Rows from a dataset
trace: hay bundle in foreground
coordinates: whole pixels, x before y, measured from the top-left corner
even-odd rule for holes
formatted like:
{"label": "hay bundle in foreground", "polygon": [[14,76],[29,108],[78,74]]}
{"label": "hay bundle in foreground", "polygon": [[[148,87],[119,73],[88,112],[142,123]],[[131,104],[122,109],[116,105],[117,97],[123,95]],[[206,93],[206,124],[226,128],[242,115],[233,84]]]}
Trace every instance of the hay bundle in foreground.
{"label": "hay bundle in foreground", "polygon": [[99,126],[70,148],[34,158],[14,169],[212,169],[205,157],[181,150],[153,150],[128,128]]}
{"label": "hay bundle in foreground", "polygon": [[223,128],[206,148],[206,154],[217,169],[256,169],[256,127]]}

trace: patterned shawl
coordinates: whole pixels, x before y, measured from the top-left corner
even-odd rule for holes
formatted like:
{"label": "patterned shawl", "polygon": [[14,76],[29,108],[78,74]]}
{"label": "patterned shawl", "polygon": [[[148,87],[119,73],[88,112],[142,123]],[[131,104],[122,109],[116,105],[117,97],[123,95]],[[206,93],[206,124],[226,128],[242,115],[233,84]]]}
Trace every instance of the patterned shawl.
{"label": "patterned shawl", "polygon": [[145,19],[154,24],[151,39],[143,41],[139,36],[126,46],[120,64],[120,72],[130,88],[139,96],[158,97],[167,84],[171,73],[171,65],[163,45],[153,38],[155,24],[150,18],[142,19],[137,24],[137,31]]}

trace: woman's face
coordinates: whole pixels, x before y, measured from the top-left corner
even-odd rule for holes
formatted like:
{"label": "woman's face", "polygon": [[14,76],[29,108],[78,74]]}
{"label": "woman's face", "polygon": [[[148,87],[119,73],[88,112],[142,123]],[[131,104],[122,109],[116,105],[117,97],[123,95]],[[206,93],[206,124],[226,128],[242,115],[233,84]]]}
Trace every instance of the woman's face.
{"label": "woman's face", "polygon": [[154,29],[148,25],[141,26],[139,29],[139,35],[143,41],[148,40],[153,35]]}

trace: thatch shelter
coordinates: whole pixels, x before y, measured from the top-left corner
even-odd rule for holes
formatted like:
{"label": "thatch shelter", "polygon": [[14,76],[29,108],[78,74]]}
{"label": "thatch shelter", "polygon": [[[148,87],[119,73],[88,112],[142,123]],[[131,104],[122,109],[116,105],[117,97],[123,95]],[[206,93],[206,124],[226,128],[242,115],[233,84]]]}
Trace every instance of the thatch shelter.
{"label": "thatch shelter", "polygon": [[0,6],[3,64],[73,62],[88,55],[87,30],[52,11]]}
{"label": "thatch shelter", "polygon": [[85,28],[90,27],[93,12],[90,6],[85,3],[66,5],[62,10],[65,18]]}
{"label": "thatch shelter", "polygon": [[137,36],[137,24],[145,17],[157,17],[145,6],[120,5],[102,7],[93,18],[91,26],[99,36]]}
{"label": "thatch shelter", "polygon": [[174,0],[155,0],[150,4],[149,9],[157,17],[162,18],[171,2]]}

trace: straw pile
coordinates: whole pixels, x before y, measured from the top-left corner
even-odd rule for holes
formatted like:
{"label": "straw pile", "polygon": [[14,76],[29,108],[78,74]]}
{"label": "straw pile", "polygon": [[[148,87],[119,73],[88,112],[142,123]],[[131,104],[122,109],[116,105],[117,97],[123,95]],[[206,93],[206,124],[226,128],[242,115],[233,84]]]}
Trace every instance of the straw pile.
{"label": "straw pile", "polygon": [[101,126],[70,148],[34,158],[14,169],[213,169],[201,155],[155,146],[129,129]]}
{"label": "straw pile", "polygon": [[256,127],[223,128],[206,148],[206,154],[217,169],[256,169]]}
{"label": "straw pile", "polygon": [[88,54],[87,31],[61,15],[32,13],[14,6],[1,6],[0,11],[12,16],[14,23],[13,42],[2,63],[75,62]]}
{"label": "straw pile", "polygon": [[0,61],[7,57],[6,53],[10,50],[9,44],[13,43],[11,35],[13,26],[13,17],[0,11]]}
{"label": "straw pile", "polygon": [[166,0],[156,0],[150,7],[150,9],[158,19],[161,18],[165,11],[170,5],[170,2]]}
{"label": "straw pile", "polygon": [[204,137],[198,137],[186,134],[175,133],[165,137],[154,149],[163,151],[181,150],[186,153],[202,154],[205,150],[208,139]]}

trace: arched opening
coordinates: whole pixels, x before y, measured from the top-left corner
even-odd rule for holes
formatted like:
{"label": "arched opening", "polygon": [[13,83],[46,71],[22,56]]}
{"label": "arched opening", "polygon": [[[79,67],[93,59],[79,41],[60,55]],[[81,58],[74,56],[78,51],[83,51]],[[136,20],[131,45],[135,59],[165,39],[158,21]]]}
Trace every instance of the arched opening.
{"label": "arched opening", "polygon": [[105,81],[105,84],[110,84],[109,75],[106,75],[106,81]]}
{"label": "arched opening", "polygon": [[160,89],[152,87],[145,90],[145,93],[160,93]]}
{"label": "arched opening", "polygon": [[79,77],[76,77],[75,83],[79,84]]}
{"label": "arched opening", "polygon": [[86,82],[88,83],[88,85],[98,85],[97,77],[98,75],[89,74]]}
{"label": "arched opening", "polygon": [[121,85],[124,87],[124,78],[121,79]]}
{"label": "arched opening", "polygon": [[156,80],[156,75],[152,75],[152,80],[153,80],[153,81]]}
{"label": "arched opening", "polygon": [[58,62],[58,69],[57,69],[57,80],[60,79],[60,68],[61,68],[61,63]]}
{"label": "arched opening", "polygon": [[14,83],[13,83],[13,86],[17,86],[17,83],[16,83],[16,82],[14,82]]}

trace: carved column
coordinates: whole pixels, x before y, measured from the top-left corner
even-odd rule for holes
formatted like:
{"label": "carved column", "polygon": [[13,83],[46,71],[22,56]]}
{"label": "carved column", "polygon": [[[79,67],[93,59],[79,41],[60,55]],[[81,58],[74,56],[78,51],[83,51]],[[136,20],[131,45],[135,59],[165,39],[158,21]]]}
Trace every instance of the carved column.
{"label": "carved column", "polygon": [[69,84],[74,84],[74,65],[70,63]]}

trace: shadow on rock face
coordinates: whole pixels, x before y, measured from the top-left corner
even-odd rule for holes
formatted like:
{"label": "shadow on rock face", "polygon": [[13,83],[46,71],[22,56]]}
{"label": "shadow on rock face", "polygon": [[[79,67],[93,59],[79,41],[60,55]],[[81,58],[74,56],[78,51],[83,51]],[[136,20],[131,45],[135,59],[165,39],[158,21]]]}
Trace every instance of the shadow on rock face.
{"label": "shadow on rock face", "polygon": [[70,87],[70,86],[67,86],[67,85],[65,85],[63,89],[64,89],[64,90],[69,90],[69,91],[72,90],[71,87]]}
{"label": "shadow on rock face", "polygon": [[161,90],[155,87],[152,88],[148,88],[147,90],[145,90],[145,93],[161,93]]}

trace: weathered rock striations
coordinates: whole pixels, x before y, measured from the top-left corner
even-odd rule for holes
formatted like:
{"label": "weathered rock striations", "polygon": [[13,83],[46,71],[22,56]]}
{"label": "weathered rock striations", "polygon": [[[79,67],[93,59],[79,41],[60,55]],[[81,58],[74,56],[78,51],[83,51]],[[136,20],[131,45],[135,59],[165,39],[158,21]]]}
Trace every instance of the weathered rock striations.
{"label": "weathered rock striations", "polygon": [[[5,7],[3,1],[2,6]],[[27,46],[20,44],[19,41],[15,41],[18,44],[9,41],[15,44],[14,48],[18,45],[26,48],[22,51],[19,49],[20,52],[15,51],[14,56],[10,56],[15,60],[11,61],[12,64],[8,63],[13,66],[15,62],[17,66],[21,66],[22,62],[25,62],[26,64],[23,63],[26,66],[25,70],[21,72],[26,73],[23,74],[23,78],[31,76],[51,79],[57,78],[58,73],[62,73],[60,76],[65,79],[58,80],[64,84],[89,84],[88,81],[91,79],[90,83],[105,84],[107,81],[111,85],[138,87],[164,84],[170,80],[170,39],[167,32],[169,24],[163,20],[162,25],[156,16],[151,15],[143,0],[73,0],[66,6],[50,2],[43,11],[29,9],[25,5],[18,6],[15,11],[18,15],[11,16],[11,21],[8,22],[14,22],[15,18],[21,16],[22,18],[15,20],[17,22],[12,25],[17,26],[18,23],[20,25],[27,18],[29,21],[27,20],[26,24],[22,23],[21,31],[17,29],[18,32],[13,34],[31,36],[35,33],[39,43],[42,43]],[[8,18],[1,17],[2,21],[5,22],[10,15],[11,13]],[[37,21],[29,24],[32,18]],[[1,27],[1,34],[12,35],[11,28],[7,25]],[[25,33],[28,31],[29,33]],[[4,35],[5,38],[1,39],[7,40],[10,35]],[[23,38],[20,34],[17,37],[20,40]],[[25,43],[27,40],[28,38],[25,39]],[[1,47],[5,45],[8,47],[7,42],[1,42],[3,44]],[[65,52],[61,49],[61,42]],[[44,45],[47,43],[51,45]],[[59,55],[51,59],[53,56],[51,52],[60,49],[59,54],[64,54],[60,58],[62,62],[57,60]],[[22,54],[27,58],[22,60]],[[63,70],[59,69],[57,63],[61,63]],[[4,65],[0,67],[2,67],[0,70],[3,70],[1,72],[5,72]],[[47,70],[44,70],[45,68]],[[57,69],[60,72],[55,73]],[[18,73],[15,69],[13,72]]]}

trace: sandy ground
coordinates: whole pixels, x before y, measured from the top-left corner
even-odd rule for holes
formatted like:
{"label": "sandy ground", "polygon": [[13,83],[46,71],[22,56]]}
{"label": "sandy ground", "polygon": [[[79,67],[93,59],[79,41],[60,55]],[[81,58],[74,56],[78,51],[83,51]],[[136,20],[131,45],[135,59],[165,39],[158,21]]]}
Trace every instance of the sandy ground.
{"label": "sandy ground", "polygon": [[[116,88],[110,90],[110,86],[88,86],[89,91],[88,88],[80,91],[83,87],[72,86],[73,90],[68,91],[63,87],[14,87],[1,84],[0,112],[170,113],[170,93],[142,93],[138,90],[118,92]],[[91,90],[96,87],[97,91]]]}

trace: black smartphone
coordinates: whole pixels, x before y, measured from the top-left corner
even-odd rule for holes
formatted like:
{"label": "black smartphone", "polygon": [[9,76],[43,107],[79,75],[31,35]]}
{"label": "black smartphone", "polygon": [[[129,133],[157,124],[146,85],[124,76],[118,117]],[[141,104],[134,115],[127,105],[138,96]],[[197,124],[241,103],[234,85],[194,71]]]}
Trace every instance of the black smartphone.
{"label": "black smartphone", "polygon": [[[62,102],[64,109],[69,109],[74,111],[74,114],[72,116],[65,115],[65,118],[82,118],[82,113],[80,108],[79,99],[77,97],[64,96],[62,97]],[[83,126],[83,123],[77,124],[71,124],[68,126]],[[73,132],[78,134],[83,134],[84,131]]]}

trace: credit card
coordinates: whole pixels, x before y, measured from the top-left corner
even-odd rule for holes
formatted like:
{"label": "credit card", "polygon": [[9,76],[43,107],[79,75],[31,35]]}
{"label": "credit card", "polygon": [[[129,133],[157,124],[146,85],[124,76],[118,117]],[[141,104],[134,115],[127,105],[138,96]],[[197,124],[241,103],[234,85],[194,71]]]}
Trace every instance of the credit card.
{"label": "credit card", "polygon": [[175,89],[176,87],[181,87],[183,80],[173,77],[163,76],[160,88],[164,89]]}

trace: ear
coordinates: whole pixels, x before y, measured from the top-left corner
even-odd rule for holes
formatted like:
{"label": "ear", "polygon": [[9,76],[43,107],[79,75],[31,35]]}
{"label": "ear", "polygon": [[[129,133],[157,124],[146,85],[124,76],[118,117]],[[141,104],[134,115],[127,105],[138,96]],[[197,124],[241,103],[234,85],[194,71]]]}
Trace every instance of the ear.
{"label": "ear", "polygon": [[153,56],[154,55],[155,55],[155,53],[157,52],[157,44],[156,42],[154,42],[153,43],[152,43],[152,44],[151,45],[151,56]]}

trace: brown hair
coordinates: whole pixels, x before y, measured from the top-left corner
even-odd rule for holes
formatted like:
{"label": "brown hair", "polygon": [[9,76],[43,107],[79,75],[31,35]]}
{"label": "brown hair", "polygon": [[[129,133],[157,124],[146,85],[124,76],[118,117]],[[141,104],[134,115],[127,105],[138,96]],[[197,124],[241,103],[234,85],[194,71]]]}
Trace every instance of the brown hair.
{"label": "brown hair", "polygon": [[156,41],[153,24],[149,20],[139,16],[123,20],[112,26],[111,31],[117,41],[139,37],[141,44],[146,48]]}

→ **STATED PROBLEM**:
Print nothing but the lines from the line with "trace: credit card" to the last line of the records above. Both of those lines count.

→ **FULL SOLUTION**:
trace: credit card
coordinates: whole pixels, x before y, measured from the top-left corner
even-odd rule for holes
formatted like:
{"label": "credit card", "polygon": [[9,76],[43,107],[79,75],[31,35]]}
{"label": "credit card", "polygon": [[[129,133],[157,124],[146,85],[124,76],[118,117]],[[141,104],[134,115],[127,105],[138,96]],[[197,124],[241,103],[234,85],[194,71]]]}
Trace every instance of the credit card.
{"label": "credit card", "polygon": [[175,89],[176,87],[181,87],[183,80],[173,77],[163,76],[160,88],[164,89]]}

trace: ear
coordinates: whole pixels, x before y, measured from the top-left corner
even-odd rule for holes
formatted like:
{"label": "ear", "polygon": [[9,76],[43,107],[79,75],[31,35]]}
{"label": "ear", "polygon": [[[129,133],[157,124],[146,85],[124,76],[118,117]],[[141,104],[134,115],[127,105],[138,96]],[[197,124],[241,103],[234,85],[194,71]]]}
Trace every instance of the ear.
{"label": "ear", "polygon": [[153,56],[154,55],[155,55],[155,53],[157,52],[157,44],[156,42],[154,42],[153,43],[152,43],[152,44],[151,45],[151,56]]}

trace: brown hair
coordinates: whole pixels, x before y, measured from the top-left corner
even-odd rule for holes
formatted like:
{"label": "brown hair", "polygon": [[9,76],[43,107],[79,75],[31,35]]}
{"label": "brown hair", "polygon": [[[129,133],[157,124],[146,85],[124,76],[118,117]],[[141,104],[134,115],[127,105],[138,96]],[[197,124],[241,103],[234,85],[194,71]]]}
Trace every instance of the brown hair.
{"label": "brown hair", "polygon": [[156,41],[153,24],[149,20],[139,16],[123,20],[112,26],[111,31],[117,41],[139,37],[141,44],[146,48]]}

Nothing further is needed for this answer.